%%

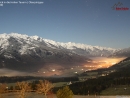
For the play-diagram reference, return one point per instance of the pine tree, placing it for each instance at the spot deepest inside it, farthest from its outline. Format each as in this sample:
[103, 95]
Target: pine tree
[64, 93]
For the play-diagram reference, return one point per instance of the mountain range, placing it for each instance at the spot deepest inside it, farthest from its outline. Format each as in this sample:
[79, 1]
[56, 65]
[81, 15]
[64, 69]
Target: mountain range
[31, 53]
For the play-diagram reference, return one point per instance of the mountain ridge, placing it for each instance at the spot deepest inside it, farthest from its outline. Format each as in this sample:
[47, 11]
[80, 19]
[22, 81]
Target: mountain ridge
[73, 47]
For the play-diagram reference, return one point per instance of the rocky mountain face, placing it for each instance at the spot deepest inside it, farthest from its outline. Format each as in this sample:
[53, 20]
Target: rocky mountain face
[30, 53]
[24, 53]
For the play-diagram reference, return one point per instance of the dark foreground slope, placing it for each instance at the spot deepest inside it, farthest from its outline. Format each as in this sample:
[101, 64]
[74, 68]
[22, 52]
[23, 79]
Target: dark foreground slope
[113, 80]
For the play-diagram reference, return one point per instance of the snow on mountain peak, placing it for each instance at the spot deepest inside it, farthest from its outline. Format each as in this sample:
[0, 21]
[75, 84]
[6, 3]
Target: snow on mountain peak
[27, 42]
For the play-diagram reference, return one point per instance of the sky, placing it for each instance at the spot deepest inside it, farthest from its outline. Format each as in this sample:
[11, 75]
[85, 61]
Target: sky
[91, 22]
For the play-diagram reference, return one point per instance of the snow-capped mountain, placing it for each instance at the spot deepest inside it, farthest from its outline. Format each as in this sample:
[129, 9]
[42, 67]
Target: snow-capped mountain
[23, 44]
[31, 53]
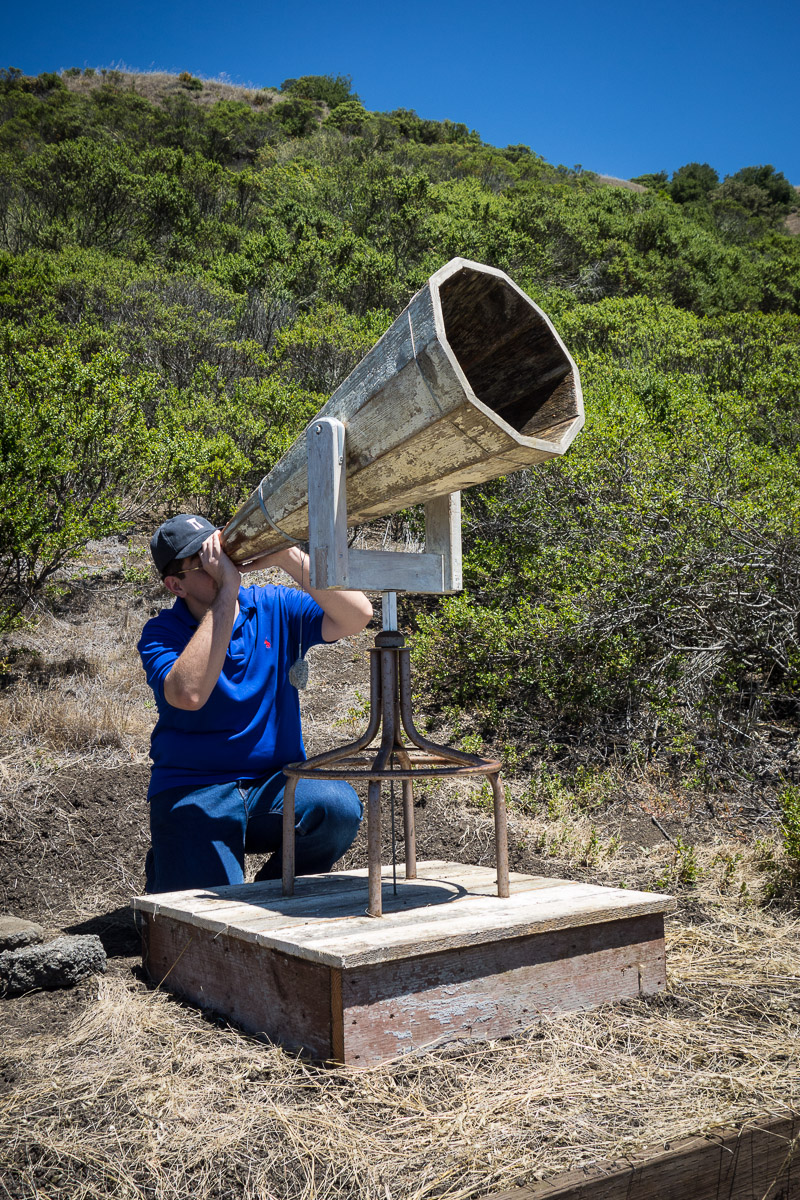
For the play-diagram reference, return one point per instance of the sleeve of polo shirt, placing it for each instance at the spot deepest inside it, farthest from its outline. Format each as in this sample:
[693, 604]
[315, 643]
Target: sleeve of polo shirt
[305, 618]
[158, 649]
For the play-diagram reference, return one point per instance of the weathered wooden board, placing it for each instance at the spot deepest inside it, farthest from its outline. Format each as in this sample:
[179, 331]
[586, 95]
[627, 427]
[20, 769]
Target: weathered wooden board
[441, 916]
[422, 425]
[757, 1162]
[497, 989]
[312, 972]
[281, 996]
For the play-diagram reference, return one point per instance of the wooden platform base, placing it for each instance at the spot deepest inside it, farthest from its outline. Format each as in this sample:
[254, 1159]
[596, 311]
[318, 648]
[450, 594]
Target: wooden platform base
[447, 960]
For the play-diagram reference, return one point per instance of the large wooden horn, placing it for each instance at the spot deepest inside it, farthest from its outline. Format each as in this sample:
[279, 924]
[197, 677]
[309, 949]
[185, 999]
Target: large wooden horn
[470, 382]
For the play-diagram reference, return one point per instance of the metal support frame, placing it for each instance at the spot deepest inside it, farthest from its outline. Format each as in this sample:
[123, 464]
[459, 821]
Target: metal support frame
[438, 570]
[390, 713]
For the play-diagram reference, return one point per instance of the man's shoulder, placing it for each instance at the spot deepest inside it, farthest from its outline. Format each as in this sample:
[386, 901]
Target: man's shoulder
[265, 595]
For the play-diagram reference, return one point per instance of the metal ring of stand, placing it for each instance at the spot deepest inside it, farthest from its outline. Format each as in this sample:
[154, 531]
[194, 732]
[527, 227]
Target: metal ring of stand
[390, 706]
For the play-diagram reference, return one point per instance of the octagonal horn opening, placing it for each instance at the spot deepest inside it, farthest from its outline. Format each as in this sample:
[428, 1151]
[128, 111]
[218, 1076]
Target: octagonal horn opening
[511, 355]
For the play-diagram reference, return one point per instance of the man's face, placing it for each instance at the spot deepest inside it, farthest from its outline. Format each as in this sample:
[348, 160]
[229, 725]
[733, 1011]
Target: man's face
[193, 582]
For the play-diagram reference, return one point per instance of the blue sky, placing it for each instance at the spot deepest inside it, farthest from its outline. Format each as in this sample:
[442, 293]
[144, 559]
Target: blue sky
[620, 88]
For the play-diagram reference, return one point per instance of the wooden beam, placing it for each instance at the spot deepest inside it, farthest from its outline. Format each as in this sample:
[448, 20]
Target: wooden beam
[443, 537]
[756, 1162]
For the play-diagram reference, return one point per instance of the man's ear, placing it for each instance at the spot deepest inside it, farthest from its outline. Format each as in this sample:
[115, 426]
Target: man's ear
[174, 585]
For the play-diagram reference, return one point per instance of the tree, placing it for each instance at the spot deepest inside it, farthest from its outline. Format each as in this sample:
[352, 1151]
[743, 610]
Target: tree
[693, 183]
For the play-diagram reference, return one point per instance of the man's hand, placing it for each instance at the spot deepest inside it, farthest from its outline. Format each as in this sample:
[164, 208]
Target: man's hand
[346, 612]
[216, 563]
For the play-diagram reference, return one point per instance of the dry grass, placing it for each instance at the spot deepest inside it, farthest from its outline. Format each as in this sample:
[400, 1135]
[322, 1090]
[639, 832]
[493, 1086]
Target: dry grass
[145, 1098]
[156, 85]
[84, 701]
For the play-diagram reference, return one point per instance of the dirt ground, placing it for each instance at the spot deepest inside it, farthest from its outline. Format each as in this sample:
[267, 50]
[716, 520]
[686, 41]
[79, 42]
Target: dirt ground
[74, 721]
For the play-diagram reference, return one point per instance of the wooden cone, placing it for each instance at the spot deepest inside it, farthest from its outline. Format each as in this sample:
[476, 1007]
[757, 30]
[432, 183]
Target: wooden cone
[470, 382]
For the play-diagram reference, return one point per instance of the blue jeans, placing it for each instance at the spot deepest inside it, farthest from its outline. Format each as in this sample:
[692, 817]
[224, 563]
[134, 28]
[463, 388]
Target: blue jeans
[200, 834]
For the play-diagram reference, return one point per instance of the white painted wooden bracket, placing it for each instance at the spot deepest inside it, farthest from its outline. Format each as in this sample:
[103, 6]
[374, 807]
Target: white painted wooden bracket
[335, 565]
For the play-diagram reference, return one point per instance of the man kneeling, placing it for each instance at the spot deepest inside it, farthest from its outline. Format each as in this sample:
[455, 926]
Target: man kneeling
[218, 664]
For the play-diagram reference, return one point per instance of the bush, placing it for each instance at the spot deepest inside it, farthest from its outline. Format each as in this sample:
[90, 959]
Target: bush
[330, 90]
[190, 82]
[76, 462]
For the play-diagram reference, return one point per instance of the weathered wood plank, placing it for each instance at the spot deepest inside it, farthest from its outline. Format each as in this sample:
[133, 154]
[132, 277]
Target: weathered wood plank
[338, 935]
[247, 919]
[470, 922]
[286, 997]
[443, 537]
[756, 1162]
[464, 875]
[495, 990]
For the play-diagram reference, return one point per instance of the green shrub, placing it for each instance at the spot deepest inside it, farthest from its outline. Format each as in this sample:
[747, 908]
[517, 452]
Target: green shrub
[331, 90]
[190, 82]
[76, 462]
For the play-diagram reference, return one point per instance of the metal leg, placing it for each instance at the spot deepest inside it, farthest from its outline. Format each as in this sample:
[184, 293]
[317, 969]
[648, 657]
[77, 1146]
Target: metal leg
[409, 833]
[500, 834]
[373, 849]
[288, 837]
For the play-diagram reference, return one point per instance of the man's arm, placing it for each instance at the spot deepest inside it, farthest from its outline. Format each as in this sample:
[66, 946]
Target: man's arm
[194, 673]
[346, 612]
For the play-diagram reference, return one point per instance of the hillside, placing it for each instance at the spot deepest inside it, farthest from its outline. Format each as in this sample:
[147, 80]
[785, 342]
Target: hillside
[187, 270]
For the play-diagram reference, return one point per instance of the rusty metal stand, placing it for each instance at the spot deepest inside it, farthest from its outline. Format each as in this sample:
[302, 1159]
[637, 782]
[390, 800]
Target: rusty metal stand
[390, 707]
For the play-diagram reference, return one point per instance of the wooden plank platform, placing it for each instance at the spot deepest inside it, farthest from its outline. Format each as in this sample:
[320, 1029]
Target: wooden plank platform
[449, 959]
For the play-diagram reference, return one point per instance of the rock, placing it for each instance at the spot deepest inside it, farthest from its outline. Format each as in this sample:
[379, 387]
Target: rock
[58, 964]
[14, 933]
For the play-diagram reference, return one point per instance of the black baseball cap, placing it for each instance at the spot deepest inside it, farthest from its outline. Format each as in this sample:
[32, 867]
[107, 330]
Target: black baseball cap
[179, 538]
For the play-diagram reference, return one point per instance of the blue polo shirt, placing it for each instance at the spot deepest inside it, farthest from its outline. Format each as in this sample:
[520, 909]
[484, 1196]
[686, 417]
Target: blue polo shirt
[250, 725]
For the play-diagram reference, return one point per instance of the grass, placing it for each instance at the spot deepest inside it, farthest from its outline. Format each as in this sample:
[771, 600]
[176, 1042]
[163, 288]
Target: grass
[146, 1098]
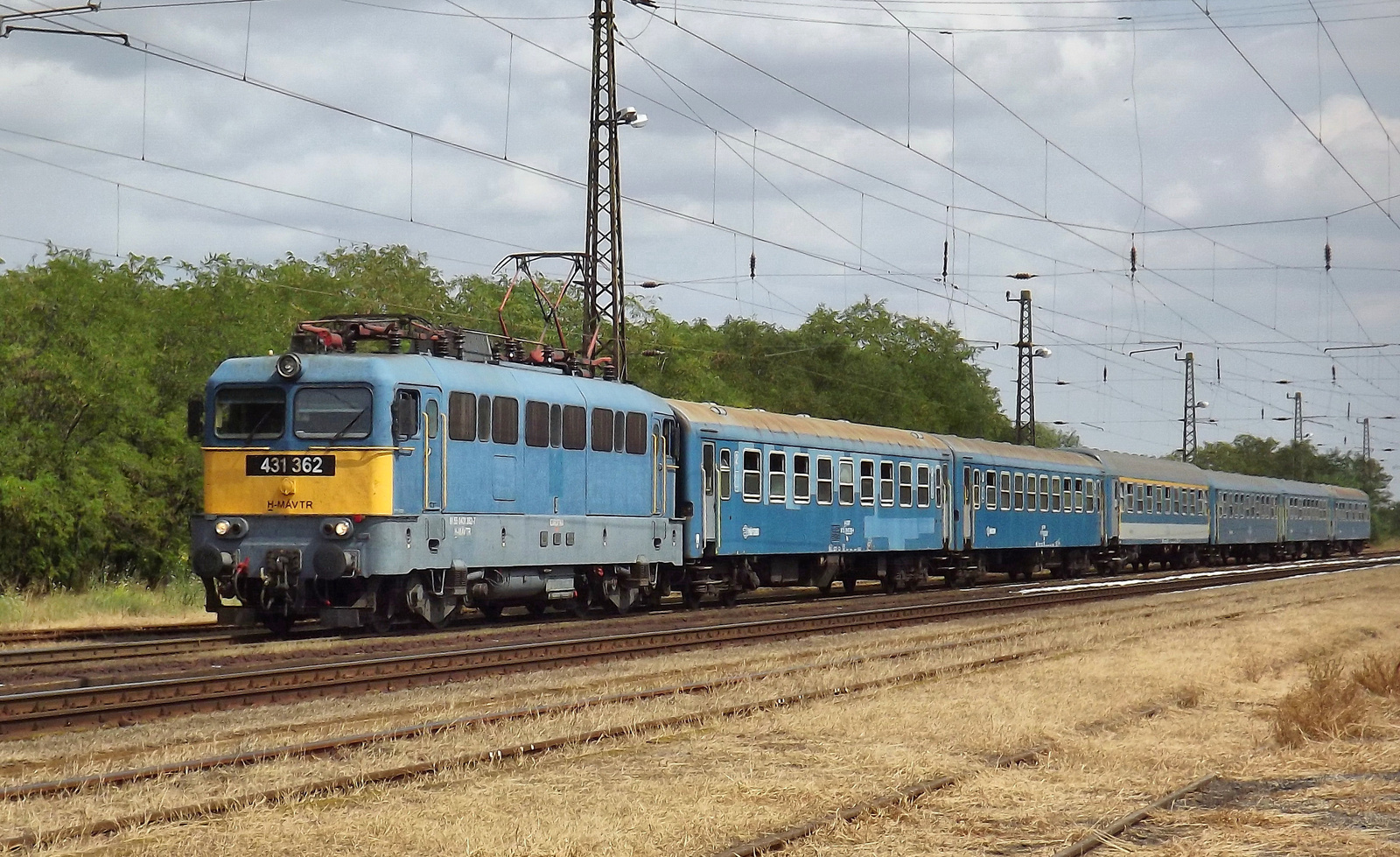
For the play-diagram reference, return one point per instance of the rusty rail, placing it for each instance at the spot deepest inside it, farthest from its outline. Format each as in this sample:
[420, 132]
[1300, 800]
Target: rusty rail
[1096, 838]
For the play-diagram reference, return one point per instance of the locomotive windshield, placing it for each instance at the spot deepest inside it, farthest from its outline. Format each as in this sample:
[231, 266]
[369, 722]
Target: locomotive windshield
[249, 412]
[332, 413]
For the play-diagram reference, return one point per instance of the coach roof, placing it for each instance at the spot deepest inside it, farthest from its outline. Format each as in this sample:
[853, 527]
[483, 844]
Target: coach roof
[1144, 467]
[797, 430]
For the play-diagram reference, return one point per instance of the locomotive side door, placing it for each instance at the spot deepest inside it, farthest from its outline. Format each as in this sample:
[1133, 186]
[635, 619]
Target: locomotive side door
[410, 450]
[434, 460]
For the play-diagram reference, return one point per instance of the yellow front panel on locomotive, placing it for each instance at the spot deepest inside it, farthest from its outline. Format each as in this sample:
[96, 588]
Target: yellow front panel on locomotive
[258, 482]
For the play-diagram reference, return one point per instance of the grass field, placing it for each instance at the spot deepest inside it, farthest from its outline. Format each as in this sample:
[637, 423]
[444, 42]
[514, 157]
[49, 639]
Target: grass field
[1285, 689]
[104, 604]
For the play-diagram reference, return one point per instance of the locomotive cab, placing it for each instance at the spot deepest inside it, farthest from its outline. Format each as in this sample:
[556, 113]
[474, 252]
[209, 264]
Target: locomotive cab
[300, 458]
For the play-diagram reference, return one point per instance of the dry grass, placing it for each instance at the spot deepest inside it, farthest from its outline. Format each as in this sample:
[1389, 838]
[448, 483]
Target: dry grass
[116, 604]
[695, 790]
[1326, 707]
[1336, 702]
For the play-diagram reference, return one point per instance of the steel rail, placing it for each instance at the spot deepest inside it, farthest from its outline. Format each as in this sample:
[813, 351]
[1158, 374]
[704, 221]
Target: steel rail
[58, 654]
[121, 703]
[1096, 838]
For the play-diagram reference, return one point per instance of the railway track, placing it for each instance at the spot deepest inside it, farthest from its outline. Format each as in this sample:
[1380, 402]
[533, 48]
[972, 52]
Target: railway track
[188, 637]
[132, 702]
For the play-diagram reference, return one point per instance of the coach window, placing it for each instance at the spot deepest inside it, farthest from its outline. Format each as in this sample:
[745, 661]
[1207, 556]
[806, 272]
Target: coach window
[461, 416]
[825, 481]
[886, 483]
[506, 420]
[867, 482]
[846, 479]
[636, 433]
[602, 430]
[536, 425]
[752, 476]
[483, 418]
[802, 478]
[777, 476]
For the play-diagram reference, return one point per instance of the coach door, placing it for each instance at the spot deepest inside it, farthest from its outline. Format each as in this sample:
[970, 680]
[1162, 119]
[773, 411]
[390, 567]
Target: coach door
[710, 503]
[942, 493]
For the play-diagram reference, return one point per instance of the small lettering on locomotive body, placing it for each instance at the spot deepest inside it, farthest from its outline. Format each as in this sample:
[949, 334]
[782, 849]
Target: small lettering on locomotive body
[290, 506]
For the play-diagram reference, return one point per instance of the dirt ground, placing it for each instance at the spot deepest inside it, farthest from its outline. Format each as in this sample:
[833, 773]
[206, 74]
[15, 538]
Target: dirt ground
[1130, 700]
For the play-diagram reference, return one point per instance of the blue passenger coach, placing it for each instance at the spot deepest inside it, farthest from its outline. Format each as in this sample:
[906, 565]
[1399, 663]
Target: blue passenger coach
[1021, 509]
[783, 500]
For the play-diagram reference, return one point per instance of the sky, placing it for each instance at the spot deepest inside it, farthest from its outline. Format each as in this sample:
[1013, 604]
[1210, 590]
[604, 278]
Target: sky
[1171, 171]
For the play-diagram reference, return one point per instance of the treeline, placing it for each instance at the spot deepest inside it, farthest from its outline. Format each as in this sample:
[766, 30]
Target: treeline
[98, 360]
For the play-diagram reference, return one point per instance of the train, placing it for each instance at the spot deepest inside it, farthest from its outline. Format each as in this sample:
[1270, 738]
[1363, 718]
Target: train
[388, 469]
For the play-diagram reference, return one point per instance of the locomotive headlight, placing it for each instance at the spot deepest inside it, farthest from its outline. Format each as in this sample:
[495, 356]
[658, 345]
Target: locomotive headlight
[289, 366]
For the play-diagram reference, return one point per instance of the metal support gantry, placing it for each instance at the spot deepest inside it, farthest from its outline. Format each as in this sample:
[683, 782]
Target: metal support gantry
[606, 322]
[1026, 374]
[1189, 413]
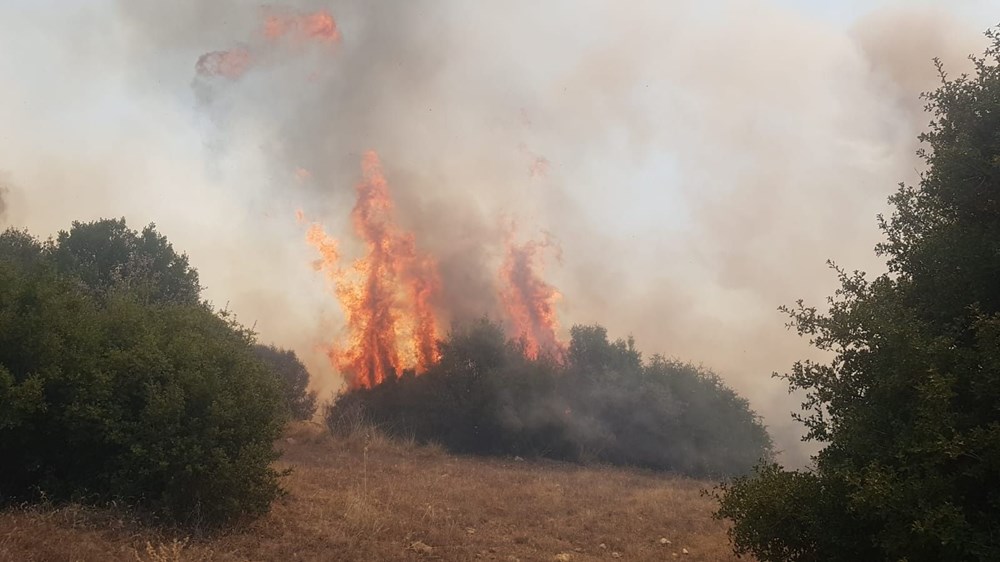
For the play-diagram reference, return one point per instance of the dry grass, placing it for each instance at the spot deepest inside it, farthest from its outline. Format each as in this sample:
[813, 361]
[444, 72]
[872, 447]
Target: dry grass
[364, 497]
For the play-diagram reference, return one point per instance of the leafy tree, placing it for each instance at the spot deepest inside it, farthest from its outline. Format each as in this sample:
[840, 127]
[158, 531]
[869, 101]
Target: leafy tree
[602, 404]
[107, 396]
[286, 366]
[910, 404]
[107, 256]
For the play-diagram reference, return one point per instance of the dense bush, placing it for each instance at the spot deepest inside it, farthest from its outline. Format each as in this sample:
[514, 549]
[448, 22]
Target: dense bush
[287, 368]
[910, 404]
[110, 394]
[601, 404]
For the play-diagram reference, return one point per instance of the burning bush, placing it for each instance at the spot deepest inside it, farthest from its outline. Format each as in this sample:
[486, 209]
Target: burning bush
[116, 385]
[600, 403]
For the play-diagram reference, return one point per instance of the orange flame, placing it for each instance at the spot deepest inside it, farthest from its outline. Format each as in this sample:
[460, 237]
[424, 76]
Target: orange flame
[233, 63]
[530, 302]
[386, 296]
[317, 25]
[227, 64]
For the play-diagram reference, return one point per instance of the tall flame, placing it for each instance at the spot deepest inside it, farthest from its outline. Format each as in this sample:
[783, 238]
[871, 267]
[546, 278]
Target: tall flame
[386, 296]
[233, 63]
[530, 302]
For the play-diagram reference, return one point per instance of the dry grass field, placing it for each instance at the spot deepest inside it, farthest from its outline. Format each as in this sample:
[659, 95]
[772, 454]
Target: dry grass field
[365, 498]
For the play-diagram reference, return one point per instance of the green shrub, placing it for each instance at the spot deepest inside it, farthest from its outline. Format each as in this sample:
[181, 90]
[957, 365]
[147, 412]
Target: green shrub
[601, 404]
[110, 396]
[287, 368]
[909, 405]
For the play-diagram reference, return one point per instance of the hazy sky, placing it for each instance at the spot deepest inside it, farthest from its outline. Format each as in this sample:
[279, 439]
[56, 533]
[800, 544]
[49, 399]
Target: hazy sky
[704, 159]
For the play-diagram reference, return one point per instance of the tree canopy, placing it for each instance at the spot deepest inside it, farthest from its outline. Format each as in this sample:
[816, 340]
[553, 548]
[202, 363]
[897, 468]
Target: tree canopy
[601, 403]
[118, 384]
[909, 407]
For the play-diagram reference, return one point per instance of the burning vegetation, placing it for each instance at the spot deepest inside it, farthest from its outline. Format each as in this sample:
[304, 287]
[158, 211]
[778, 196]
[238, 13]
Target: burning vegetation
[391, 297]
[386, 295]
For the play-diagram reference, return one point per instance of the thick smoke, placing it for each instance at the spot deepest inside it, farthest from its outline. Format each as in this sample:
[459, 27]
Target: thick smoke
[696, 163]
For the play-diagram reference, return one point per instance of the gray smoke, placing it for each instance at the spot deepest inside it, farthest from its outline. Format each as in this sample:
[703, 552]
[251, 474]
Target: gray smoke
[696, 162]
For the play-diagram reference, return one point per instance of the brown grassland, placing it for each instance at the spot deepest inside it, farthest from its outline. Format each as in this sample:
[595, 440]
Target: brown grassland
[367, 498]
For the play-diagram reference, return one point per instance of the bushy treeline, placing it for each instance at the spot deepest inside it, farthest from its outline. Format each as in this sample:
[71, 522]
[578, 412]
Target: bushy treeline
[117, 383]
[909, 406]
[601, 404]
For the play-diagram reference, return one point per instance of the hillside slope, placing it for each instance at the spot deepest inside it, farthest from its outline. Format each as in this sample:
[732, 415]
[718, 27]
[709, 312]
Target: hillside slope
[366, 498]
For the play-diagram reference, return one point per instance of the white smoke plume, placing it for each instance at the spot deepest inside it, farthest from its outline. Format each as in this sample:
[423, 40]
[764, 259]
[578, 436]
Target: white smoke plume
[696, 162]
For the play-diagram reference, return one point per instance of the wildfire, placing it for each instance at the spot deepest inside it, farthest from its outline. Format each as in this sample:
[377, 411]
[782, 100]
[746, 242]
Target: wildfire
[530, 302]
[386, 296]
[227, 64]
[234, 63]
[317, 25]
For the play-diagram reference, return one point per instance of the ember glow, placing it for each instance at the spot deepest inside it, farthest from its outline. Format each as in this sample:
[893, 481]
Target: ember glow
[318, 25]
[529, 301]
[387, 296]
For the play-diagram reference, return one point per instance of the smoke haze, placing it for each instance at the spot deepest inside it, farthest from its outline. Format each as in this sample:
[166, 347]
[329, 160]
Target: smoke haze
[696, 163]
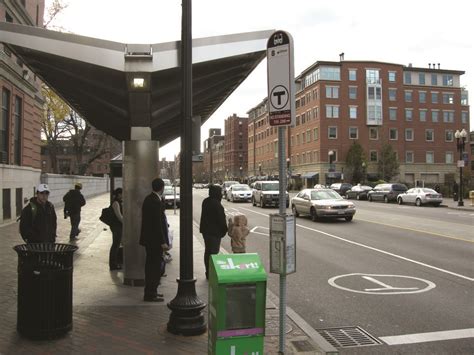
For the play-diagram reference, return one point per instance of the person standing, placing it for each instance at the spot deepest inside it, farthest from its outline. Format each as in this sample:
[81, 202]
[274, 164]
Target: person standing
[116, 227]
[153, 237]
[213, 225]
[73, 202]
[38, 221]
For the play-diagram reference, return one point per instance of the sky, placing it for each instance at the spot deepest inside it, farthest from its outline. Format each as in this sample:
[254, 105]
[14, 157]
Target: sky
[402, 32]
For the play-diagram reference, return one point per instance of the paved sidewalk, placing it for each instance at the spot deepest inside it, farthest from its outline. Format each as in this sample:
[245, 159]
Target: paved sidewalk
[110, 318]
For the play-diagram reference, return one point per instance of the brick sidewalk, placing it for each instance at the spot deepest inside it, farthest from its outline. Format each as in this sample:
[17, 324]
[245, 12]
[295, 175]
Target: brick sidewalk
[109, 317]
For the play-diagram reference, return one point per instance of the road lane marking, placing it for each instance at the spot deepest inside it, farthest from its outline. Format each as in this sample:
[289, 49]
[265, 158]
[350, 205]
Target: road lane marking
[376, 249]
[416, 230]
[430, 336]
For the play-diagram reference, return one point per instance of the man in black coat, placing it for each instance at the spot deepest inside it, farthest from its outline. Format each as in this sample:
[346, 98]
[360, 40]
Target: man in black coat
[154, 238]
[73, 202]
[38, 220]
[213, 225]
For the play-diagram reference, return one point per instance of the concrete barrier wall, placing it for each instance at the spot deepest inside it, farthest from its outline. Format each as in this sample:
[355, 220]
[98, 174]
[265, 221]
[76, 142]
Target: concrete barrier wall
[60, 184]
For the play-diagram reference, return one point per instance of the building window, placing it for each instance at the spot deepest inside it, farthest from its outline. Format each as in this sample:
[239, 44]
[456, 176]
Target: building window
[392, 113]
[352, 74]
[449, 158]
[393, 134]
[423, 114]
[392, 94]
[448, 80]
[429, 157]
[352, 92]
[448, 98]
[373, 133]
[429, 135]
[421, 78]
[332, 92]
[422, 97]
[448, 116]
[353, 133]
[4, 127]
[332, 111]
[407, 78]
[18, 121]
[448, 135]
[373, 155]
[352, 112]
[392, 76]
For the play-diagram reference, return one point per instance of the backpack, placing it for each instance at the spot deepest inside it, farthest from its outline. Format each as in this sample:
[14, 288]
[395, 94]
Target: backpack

%%

The line containing "of the building" and every line after it, through the end of the records, should be repeated exactly and alone.

For the play-diagram reference, return one point per instance of the building window, placing it for each instance at the spot deepest inside it, farthest from its outline. Format each as in this sample:
[239, 44]
[456, 176]
Target: building window
[392, 113]
[352, 74]
[449, 158]
[393, 134]
[423, 114]
[392, 94]
[448, 80]
[429, 157]
[352, 92]
[448, 98]
[373, 133]
[429, 135]
[421, 78]
[332, 92]
[422, 97]
[448, 116]
[353, 133]
[4, 127]
[332, 111]
[407, 78]
[18, 121]
[448, 135]
[373, 155]
[352, 112]
[392, 76]
For the play-diagram reference, return one point per instance of the backpack, placing it for each instance at the spot deepest inside it, farthest from its outline. Format each as in this sample:
[14, 288]
[395, 94]
Target: backpack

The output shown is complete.